Items listed in a dataset
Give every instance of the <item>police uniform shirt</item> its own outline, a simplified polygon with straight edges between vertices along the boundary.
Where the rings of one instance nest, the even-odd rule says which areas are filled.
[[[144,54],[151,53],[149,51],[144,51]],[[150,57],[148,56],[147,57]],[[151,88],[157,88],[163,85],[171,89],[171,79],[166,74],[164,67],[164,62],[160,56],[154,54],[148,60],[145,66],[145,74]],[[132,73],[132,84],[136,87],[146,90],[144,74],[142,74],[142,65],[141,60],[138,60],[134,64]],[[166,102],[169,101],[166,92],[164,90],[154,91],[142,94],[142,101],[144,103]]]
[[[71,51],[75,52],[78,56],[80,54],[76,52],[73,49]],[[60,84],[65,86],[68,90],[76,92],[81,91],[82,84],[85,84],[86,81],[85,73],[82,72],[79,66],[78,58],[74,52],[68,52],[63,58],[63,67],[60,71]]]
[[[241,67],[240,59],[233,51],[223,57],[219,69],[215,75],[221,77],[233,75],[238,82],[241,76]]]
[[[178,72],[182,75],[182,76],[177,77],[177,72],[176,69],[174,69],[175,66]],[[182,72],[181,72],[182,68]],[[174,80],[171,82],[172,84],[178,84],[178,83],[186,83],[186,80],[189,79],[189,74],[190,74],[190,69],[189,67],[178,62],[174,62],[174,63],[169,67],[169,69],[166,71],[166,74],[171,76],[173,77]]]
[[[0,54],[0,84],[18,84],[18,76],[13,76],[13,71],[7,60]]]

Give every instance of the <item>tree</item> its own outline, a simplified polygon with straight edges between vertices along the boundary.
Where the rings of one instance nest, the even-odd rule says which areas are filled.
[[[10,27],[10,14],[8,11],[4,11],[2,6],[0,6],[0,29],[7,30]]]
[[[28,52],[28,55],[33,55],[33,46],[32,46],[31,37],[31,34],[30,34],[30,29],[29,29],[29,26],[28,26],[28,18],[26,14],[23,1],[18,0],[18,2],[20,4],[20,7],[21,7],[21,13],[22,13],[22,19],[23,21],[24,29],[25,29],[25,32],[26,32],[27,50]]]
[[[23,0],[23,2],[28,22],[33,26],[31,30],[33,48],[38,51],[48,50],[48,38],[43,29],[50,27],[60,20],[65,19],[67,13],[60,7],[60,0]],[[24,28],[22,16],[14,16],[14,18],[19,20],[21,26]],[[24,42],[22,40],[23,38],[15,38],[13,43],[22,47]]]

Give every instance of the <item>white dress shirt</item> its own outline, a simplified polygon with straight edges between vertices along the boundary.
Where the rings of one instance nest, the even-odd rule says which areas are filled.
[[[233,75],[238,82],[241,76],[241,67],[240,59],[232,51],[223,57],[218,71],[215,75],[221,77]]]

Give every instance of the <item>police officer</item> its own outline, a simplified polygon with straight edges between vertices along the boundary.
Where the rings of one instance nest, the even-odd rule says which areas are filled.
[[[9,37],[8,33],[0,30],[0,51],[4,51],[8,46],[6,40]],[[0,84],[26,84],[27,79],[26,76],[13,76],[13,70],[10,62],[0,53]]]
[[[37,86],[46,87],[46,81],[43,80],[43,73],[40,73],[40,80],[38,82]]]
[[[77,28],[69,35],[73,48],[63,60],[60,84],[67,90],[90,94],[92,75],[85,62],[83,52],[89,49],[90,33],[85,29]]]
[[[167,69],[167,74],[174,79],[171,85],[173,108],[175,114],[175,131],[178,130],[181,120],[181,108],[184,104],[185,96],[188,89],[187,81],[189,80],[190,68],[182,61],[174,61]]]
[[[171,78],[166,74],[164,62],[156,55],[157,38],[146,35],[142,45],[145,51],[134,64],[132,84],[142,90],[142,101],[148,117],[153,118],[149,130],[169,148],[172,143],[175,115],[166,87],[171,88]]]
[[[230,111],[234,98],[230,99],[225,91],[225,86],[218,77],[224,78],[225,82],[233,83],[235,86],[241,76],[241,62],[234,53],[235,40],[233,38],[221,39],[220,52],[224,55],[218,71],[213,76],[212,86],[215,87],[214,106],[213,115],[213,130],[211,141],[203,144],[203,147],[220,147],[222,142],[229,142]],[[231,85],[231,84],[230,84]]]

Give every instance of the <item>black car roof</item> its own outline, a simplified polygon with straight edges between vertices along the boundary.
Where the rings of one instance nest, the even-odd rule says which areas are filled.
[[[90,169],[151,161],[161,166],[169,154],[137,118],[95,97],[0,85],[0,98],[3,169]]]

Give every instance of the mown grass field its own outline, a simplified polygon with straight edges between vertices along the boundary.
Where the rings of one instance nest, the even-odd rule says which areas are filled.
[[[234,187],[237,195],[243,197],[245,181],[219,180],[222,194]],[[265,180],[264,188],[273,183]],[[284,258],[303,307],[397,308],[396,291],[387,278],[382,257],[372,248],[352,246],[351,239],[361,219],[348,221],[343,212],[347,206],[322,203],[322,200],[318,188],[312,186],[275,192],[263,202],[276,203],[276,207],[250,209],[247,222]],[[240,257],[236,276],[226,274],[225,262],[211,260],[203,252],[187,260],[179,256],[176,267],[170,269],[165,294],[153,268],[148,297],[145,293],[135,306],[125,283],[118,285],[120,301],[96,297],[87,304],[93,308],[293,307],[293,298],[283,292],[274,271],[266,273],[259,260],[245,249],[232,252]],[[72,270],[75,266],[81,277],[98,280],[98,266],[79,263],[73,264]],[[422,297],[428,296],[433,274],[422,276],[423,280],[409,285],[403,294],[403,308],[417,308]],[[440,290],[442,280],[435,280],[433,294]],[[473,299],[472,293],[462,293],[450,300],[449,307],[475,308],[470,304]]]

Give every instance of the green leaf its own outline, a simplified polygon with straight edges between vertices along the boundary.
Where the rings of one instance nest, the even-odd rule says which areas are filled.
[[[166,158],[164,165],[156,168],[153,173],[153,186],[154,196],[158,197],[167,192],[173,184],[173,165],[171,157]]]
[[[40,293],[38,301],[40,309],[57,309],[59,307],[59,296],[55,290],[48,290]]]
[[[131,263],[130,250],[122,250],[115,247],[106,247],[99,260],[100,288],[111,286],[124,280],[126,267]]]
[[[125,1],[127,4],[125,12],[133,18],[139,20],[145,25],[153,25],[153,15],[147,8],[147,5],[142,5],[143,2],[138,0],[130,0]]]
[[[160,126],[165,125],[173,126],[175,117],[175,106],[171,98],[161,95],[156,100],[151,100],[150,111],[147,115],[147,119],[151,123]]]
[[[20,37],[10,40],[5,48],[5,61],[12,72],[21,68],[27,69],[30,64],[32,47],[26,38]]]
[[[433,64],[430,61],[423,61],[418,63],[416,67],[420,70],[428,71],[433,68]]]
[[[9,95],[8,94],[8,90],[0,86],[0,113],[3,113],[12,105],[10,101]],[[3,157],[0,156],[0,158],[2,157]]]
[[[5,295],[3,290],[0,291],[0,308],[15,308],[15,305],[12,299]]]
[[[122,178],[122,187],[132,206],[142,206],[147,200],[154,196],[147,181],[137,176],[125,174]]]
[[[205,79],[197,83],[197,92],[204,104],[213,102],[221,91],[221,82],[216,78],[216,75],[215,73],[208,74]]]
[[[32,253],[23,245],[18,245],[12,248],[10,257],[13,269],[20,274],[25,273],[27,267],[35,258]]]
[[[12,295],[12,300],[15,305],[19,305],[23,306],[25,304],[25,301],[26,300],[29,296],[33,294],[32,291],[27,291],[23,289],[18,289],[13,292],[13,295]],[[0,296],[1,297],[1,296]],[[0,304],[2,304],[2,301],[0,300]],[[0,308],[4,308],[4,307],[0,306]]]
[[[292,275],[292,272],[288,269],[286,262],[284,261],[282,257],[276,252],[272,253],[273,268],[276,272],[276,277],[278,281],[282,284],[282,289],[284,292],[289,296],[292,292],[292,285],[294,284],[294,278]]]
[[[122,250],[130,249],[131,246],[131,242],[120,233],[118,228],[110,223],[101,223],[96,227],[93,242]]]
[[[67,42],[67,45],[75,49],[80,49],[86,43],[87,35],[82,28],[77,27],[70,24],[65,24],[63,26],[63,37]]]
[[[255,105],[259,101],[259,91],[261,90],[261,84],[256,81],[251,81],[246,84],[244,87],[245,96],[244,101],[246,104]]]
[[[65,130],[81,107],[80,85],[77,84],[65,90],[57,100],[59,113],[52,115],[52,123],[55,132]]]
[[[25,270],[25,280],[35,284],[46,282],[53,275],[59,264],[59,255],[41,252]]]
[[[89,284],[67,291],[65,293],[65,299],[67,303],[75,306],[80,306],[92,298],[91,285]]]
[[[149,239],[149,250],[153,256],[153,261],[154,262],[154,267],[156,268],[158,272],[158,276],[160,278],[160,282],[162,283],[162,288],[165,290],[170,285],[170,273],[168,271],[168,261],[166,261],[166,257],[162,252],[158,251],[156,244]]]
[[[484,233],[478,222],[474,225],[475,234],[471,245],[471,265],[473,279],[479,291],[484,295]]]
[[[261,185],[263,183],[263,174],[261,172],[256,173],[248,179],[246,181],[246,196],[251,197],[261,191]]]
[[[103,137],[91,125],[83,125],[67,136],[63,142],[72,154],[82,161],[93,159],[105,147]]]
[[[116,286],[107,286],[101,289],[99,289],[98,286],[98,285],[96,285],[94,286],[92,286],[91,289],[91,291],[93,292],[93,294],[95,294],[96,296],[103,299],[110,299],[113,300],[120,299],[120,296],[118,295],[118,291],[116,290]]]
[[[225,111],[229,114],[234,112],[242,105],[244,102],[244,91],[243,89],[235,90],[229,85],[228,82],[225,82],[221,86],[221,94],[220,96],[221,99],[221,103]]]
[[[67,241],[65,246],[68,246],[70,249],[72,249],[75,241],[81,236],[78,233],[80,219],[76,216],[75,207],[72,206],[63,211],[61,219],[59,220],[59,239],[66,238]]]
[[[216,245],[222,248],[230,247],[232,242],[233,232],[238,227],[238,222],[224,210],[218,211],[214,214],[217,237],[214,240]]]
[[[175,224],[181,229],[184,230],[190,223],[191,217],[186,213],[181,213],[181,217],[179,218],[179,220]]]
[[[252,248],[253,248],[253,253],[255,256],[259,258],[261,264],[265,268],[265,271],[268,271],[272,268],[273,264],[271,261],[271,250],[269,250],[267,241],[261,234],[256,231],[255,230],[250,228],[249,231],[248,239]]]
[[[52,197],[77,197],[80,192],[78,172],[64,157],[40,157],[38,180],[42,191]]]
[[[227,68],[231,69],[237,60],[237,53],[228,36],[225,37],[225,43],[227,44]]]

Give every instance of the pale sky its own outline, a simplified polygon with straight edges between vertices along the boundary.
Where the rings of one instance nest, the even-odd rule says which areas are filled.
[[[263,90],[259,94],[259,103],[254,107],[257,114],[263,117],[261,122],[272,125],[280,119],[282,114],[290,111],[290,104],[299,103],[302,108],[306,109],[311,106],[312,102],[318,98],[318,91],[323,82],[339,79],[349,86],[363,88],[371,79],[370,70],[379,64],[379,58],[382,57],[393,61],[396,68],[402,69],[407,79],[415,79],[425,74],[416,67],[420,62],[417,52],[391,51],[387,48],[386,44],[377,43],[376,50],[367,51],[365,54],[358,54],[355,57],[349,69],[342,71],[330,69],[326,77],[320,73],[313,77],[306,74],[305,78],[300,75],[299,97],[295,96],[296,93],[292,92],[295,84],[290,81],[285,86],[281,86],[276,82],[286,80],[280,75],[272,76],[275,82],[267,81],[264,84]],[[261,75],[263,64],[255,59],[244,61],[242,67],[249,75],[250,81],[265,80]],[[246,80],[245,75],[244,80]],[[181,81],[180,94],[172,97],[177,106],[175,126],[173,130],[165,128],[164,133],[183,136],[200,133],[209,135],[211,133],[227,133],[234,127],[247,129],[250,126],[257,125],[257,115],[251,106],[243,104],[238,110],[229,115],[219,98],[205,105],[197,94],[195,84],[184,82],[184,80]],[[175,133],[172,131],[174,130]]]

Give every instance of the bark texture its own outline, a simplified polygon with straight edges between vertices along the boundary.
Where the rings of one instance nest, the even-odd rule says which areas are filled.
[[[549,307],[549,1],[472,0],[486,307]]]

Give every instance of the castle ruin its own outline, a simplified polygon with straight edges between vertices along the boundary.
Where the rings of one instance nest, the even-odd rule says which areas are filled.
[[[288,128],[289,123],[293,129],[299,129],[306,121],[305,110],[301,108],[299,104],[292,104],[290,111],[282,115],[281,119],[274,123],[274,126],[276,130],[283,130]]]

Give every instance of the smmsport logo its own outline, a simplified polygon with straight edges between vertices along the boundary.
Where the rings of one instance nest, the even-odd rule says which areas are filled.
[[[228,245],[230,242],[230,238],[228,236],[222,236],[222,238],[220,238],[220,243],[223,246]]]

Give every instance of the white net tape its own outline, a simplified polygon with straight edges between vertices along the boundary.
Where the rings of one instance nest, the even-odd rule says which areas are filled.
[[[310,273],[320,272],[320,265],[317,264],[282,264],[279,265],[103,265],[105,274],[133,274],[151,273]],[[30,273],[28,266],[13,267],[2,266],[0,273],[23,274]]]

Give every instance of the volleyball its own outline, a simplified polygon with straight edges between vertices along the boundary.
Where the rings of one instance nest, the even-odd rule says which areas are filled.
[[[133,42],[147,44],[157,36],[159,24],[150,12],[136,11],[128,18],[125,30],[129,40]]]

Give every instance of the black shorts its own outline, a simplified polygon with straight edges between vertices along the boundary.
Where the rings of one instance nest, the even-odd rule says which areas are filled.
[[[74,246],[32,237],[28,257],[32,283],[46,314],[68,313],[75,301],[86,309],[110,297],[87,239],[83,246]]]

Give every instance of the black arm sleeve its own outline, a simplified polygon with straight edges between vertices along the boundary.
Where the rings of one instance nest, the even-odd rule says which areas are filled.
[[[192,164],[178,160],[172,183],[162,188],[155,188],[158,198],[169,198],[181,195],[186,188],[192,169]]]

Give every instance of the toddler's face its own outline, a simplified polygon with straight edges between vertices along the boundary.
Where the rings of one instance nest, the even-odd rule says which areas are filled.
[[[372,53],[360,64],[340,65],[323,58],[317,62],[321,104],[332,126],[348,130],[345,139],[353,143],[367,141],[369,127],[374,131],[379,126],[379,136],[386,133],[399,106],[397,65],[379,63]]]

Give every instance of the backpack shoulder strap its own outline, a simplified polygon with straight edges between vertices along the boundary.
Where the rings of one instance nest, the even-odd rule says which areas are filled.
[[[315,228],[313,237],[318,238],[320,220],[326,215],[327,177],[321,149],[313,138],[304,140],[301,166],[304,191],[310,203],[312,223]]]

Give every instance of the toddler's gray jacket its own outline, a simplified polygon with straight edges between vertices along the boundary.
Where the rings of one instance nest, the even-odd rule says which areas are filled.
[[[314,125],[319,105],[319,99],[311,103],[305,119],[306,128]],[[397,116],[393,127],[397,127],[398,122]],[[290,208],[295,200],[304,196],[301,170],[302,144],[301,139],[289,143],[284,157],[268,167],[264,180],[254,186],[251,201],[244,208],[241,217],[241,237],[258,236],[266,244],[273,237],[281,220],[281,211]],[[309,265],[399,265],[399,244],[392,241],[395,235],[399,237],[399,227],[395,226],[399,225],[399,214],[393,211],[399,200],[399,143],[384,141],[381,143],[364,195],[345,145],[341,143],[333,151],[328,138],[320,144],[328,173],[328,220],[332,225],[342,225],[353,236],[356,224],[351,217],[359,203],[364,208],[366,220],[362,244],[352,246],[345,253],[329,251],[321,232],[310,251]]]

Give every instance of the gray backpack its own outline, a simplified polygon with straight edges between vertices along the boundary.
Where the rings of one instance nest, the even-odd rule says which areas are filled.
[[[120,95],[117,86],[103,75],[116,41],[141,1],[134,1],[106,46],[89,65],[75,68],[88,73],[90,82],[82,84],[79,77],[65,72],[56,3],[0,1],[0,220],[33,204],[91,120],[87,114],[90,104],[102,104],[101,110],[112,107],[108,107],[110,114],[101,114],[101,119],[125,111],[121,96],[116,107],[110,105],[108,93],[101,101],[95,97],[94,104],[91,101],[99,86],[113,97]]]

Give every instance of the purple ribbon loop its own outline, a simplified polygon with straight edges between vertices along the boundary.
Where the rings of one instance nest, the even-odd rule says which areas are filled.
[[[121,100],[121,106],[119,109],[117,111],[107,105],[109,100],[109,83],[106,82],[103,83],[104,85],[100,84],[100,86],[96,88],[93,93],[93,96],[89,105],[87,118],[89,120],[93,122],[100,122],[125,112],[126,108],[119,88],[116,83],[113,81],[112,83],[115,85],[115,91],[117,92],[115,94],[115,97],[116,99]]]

*PROBLEM DETAILS*
Transcribe, word for word, every line from the one containing "Give every instance of the toddler's gray" through the final line of the entries, and nothing else.

*THE REPLY*
Give every instance of the toddler's gray jacket its own outline, a simplified polygon with straight edges between vertices along the boundary.
Where the rings of one instance nest, the even-odd rule says which areas are filled.
[[[314,125],[319,105],[319,99],[311,103],[305,119],[306,128]],[[397,116],[393,127],[397,127],[398,122]],[[290,208],[295,200],[304,196],[301,170],[302,144],[301,139],[289,143],[284,157],[268,167],[264,180],[254,186],[251,201],[244,208],[241,217],[241,237],[258,236],[266,244],[273,237],[281,220],[281,211]],[[309,265],[399,265],[399,244],[392,241],[395,235],[399,237],[399,227],[395,226],[399,225],[399,214],[393,211],[399,200],[399,143],[384,141],[381,143],[364,195],[345,145],[341,143],[333,151],[328,138],[320,144],[328,173],[328,220],[332,225],[342,225],[353,236],[356,224],[351,217],[359,203],[364,208],[366,220],[362,244],[352,246],[345,253],[329,251],[321,232],[310,251]]]

Give every instance of the gray backpack its own outline, a simplified polygon with straight edges between vertices along the boundary.
Where the rings of one instance nest, the even-odd rule says which areas are filled.
[[[120,95],[117,86],[103,75],[116,41],[141,1],[134,1],[106,46],[89,65],[75,68],[88,73],[90,82],[82,84],[79,77],[65,72],[56,3],[0,1],[0,220],[33,204],[91,120],[87,114],[90,104],[102,104],[101,110],[112,107],[108,107],[110,114],[101,114],[101,119],[125,111],[121,96],[116,107],[110,105],[108,93],[101,101],[95,97],[94,104],[91,101],[99,86],[113,97]]]

Give every instance of the purple ribbon loop its own outline, a simplified polygon with straight edges between vertices along the boundary.
Where the rings of one instance nest, the even-odd rule says which areas are filled.
[[[121,100],[121,106],[119,109],[117,111],[107,105],[109,100],[109,83],[106,82],[103,83],[104,85],[100,84],[100,86],[96,88],[93,93],[93,96],[89,105],[87,118],[89,120],[93,122],[100,122],[125,112],[126,108],[119,88],[116,83],[113,81],[112,83],[115,85],[115,91],[117,92],[115,94],[115,97],[116,99]]]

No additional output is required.